> **WHAT TO DO**
List every line of the records below that contains the word "housing", copying each line in full.
--- Begin INPUT ---
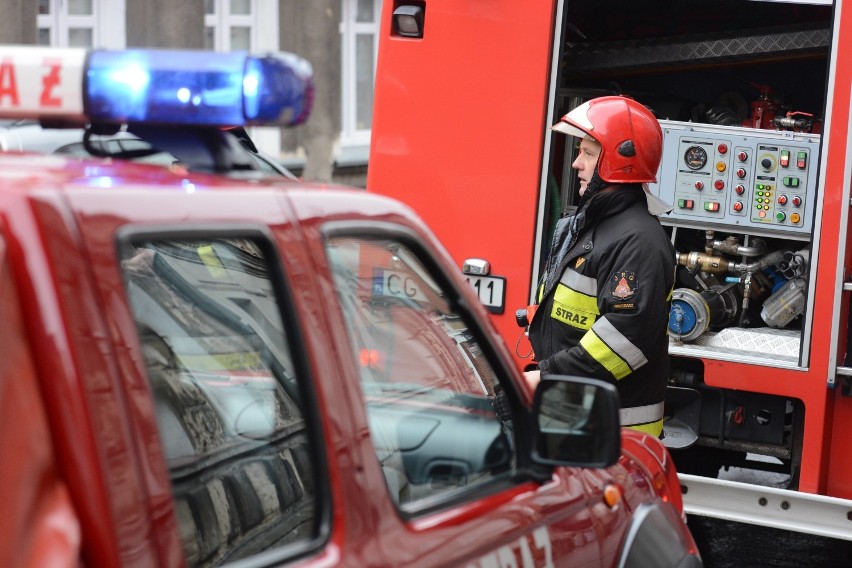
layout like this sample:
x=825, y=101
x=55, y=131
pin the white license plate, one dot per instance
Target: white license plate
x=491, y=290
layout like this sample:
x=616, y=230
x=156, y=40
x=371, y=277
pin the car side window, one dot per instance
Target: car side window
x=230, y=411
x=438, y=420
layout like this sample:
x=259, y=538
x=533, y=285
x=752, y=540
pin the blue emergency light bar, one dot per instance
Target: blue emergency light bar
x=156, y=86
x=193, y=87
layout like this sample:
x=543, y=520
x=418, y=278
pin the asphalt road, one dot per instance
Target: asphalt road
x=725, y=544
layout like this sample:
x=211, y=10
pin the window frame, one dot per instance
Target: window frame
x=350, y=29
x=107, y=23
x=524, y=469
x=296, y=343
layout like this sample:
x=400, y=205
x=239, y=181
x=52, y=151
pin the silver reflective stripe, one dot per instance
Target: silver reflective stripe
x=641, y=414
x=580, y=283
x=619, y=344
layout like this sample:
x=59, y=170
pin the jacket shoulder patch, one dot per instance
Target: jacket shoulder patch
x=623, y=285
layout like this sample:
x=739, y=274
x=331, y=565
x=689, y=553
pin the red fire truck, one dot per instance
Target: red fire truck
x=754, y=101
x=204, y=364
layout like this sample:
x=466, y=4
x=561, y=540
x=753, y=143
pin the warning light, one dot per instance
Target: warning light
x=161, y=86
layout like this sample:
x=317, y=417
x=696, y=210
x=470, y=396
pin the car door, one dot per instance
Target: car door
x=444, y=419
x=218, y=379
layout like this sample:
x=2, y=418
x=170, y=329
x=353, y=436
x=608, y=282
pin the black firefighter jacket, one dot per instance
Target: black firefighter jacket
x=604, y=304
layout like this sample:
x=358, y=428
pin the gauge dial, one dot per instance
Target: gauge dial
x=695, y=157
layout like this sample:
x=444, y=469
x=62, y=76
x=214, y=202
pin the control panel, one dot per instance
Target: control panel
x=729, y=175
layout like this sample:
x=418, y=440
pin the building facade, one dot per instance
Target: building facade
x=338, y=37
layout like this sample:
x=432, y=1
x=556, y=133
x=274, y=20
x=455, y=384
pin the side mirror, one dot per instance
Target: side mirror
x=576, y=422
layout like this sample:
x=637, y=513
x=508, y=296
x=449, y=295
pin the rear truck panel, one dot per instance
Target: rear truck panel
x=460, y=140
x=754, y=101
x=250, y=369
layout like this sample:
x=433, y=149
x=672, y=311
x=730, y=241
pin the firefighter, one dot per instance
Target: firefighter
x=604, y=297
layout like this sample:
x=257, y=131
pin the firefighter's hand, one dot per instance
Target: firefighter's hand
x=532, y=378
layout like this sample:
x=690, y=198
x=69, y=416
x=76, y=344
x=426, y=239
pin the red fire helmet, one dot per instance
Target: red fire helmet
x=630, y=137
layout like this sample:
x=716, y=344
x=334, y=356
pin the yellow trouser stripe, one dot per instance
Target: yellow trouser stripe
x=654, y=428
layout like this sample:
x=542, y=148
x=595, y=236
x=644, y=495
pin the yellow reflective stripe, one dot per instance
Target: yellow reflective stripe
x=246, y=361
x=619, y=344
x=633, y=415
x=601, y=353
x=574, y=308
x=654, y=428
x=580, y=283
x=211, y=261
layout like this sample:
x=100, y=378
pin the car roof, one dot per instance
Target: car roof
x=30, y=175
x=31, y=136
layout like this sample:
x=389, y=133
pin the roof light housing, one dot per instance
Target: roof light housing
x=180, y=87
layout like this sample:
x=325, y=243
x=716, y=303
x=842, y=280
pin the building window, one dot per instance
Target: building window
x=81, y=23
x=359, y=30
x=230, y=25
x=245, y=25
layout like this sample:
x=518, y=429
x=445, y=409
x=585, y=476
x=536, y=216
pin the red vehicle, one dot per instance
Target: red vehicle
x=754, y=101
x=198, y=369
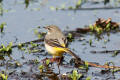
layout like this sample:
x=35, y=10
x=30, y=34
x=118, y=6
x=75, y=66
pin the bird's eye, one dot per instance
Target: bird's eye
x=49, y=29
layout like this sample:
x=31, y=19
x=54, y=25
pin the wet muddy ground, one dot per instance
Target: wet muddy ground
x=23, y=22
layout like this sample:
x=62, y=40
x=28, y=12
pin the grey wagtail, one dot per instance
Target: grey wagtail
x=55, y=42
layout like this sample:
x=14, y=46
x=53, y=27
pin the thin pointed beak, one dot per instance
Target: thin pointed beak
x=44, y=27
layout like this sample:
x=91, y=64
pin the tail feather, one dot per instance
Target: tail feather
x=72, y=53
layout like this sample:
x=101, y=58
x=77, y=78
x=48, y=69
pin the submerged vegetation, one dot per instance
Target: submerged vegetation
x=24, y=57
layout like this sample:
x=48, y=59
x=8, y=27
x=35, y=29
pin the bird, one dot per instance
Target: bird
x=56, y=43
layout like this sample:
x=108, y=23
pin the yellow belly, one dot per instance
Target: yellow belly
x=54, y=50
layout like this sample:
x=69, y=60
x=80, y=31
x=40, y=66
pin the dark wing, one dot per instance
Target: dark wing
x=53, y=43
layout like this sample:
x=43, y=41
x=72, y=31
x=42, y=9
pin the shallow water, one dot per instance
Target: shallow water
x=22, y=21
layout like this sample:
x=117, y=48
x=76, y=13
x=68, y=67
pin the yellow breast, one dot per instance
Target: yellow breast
--- End INPUT ---
> **FINAL RESULT**
pin the roof light housing, one dot per instance
Target: roof light housing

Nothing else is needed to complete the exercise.